→ Source data:
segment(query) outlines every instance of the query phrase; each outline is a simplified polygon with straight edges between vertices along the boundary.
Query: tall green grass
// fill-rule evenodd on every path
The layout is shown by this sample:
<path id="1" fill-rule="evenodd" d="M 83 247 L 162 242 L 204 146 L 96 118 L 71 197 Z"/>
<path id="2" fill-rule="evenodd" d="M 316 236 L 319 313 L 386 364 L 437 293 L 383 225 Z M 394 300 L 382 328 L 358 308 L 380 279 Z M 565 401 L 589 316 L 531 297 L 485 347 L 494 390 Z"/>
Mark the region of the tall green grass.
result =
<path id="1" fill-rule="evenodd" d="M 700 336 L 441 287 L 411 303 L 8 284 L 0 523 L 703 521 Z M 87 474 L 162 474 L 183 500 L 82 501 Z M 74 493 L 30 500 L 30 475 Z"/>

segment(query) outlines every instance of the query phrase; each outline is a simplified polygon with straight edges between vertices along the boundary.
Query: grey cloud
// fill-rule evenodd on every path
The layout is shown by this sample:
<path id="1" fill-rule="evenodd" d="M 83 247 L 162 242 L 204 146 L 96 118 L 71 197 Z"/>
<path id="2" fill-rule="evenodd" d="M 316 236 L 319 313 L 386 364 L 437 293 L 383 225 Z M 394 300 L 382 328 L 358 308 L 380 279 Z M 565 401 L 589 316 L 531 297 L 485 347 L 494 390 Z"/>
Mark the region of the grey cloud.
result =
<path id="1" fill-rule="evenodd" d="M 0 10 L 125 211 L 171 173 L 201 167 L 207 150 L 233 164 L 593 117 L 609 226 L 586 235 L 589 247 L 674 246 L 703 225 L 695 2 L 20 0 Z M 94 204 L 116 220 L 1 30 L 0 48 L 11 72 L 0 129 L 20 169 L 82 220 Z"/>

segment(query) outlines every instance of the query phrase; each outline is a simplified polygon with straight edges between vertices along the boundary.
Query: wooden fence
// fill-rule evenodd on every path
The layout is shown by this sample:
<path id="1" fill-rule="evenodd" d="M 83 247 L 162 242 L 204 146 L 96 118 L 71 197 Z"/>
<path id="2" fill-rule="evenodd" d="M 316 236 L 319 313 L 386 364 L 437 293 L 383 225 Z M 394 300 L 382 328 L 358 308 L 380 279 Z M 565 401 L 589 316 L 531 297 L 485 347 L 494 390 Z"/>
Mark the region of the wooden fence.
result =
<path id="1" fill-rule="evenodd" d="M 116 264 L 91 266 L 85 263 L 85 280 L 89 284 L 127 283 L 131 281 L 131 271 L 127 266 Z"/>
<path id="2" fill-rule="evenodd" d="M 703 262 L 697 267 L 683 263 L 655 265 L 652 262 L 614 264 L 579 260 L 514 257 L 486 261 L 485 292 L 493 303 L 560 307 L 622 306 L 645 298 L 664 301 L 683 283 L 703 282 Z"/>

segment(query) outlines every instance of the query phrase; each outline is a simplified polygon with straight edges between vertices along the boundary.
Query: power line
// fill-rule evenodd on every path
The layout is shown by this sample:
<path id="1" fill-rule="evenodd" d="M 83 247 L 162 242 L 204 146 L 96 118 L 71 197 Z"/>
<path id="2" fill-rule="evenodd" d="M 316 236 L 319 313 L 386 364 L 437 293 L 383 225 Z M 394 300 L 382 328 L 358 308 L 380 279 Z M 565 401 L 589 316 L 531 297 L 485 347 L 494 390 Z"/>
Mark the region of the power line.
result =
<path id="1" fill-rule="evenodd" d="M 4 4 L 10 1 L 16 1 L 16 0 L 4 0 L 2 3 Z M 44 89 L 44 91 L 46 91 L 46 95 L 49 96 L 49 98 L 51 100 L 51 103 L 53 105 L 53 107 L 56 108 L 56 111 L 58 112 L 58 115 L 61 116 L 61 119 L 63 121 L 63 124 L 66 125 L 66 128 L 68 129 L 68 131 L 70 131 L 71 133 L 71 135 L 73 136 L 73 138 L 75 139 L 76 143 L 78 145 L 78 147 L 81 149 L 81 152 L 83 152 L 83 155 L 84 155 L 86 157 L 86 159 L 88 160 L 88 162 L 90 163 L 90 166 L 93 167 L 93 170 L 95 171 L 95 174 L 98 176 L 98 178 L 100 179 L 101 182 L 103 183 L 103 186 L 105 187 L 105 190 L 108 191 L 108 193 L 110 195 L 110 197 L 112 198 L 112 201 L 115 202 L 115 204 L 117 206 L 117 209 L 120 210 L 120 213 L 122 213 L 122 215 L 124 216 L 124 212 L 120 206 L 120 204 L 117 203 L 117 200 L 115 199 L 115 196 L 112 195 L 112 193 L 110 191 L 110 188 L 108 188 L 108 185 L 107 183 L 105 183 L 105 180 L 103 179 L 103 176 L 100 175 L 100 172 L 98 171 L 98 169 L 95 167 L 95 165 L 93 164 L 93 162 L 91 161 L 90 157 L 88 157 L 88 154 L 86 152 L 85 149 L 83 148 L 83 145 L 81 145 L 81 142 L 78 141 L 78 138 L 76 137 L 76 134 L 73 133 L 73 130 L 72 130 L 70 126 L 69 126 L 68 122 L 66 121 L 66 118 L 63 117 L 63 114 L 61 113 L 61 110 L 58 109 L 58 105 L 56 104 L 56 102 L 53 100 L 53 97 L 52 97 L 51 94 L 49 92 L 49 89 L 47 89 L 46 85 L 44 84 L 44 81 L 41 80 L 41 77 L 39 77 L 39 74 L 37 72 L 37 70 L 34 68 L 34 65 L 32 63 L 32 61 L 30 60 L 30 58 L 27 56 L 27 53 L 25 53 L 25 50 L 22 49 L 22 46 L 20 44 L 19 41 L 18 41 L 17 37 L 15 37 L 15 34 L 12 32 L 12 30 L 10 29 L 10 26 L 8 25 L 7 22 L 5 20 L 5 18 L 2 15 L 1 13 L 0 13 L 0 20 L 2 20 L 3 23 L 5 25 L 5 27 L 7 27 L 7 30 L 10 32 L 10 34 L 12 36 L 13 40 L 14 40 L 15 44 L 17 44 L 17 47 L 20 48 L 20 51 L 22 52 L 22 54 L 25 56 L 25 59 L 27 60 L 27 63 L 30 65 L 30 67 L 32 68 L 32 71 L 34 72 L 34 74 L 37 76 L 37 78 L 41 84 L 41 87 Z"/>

→ Stated task:
Arrange all the lines above as a numbered list, leaving out the blank ones.

→ Exercise answer:
1. segment(query) outlines every instance of the query phrase; each outline is a simplified polygon with straight edges between vertices along the boundary.
2. Query: tall green grass
3. // fill-rule evenodd on every path
4. The layout is shown by this sample:
5. <path id="1" fill-rule="evenodd" d="M 83 247 L 162 242 L 204 146 L 96 118 L 71 197 Z"/>
6. <path id="2" fill-rule="evenodd" d="M 316 236 L 319 313 L 386 364 L 437 293 L 383 225 Z M 394 300 L 382 328 L 358 308 L 380 279 Z M 565 401 L 589 316 L 531 297 L 485 347 L 494 390 Z"/>
7. Mark the region of the tall green grass.
8. result =
9. <path id="1" fill-rule="evenodd" d="M 700 336 L 441 287 L 411 303 L 8 284 L 0 523 L 703 521 Z M 87 474 L 162 474 L 183 500 L 82 501 Z M 74 493 L 30 500 L 30 475 Z"/>
10. segment(query) outlines every instance of the query phrase; each outline is a simplified polygon with straight edges between vertices along the boundary.
11. Query: grey cloud
12. // fill-rule evenodd on every path
13. The layout is shown by this sample:
14. <path id="1" fill-rule="evenodd" d="M 83 247 L 162 242 L 204 146 L 96 118 L 71 197 Z"/>
15. <path id="2" fill-rule="evenodd" d="M 316 236 L 319 313 L 386 364 L 437 293 L 383 225 Z M 394 300 L 382 328 L 358 308 L 380 279 Z M 565 401 L 589 316 L 531 297 L 485 347 L 494 390 Z"/>
16. Mark the region of the grey cloud.
17. result =
18. <path id="1" fill-rule="evenodd" d="M 0 10 L 125 211 L 171 173 L 201 167 L 207 150 L 233 164 L 593 117 L 609 226 L 586 235 L 589 247 L 674 246 L 703 225 L 695 2 L 20 0 Z M 94 204 L 116 220 L 1 30 L 0 48 L 11 72 L 0 129 L 20 169 L 82 220 Z"/>
19. segment(query) outlines every instance of the query phrase; each outline is a simplified polygon with straight edges between vertices along the boundary.
20. Query: wooden fence
21. // fill-rule evenodd on every path
22. The layout is shown by this sample:
23. <path id="1" fill-rule="evenodd" d="M 83 247 L 162 242 L 204 146 L 96 118 L 71 197 Z"/>
24. <path id="2" fill-rule="evenodd" d="M 316 236 L 319 313 L 386 364 L 437 293 L 383 225 Z M 394 300 L 382 328 L 358 308 L 380 279 Z M 565 401 L 589 316 L 531 297 L 485 347 L 494 390 Z"/>
25. Mark the region of the wooden fence.
26. result =
27. <path id="1" fill-rule="evenodd" d="M 116 264 L 91 266 L 85 263 L 85 280 L 89 284 L 127 283 L 131 281 L 131 271 L 127 266 Z"/>
28. <path id="2" fill-rule="evenodd" d="M 703 262 L 697 267 L 683 263 L 655 265 L 652 262 L 614 264 L 579 260 L 514 257 L 486 261 L 485 292 L 493 303 L 560 307 L 622 306 L 645 298 L 664 301 L 683 283 L 703 282 Z"/>
29. segment(query) outlines every instance of the query phrase; each outline is a simplified polygon with straight edges between vertices along the boundary.
30. Query: power line
31. // fill-rule evenodd on every path
32. The layout is shown by this sample:
33. <path id="1" fill-rule="evenodd" d="M 83 247 L 162 242 L 204 146 L 96 118 L 71 197 Z"/>
34. <path id="2" fill-rule="evenodd" d="M 316 236 L 319 313 L 386 364 L 437 293 L 383 225 Z M 394 300 L 382 328 L 358 308 L 380 279 Z M 565 401 L 589 316 L 531 297 L 485 347 L 494 390 Z"/>
35. Mark the region of the power line.
36. result =
37. <path id="1" fill-rule="evenodd" d="M 4 4 L 10 1 L 16 1 L 16 0 L 4 0 L 2 3 Z M 44 89 L 44 91 L 46 91 L 46 95 L 49 96 L 49 98 L 51 100 L 51 103 L 53 105 L 53 107 L 56 108 L 56 111 L 58 112 L 58 115 L 61 116 L 61 119 L 63 121 L 63 124 L 66 125 L 66 128 L 68 129 L 68 131 L 70 131 L 71 133 L 71 135 L 73 136 L 73 138 L 75 139 L 76 143 L 78 145 L 78 147 L 81 149 L 81 152 L 83 152 L 83 155 L 84 155 L 86 157 L 86 159 L 88 160 L 88 162 L 90 163 L 90 166 L 93 167 L 93 170 L 95 171 L 95 174 L 98 176 L 98 178 L 100 179 L 101 182 L 103 183 L 103 186 L 105 187 L 105 190 L 108 191 L 108 193 L 110 195 L 110 197 L 112 198 L 112 201 L 115 202 L 115 204 L 117 206 L 117 209 L 120 210 L 120 213 L 122 213 L 122 215 L 124 216 L 124 212 L 120 206 L 120 204 L 117 203 L 117 200 L 115 199 L 115 196 L 112 195 L 112 193 L 110 191 L 110 188 L 108 188 L 108 185 L 107 183 L 105 183 L 105 180 L 103 179 L 103 176 L 100 175 L 100 172 L 98 171 L 98 169 L 95 167 L 95 165 L 93 164 L 93 162 L 91 161 L 90 157 L 88 157 L 88 154 L 86 152 L 85 149 L 83 148 L 83 145 L 81 145 L 81 142 L 78 141 L 78 138 L 76 137 L 76 134 L 73 133 L 73 130 L 72 130 L 70 126 L 69 126 L 68 122 L 66 121 L 66 118 L 63 117 L 63 114 L 61 113 L 61 110 L 58 109 L 58 105 L 56 104 L 56 102 L 53 100 L 53 97 L 52 97 L 51 94 L 49 92 L 49 89 L 47 89 L 46 85 L 44 84 L 44 81 L 41 80 L 41 77 L 39 77 L 39 74 L 37 72 L 37 70 L 34 68 L 34 65 L 32 63 L 32 61 L 30 60 L 30 58 L 27 56 L 27 53 L 25 53 L 25 50 L 22 49 L 22 46 L 20 44 L 19 41 L 18 41 L 17 37 L 15 37 L 15 34 L 12 32 L 12 30 L 10 29 L 10 26 L 8 25 L 7 22 L 5 20 L 5 18 L 2 15 L 1 13 L 0 13 L 0 20 L 2 20 L 3 23 L 5 25 L 5 27 L 7 27 L 7 30 L 10 32 L 10 34 L 12 36 L 13 40 L 14 40 L 15 44 L 17 44 L 17 47 L 20 48 L 20 51 L 22 52 L 22 54 L 25 56 L 25 59 L 27 60 L 27 63 L 30 65 L 30 67 L 32 68 L 32 71 L 34 72 L 34 74 L 37 76 L 37 78 L 41 84 L 41 87 Z"/>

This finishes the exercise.